Task requirements
Reproduce the part of the data that opens with the line containing "If you could tag the white" and runs through the end of the data, both ends included. Multiply each x and y coordinate value by 0.35 and round it to a whole number, with halves rounded up, and leave every other word and number as it stands.

Given data
-*-

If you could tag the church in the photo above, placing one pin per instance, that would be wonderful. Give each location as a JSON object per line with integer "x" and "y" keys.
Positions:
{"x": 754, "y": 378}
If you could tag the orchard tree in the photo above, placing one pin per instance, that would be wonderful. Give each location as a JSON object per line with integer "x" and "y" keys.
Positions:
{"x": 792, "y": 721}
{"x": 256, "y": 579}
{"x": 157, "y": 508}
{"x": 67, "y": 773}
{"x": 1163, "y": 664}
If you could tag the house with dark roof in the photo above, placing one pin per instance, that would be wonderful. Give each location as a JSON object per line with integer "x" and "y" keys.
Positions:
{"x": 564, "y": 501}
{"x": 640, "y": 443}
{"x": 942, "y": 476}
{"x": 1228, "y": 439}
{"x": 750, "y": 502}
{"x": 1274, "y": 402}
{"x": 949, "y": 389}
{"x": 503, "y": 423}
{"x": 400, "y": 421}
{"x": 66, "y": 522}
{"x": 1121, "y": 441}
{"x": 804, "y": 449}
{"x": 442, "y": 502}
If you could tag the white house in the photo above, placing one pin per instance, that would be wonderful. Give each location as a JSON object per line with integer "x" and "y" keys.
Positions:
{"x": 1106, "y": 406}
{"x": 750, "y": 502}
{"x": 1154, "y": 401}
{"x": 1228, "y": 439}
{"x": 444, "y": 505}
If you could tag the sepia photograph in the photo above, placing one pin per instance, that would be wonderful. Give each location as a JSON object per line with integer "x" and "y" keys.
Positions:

-*-

Answer to this problem
If you could tag the white house in the photo above, placing one pin per instance, that would be wonderful. Give each location as a JSON object per line with integer "x" and "y" keys.
Positions:
{"x": 387, "y": 142}
{"x": 263, "y": 176}
{"x": 404, "y": 140}
{"x": 430, "y": 154}
{"x": 155, "y": 177}
If you could tag the sepia photograph in the photo above, placing one pin per instance, that would be wonderful. Give each location as a JSON object per line with integer "x" and "y" keys.
Positions:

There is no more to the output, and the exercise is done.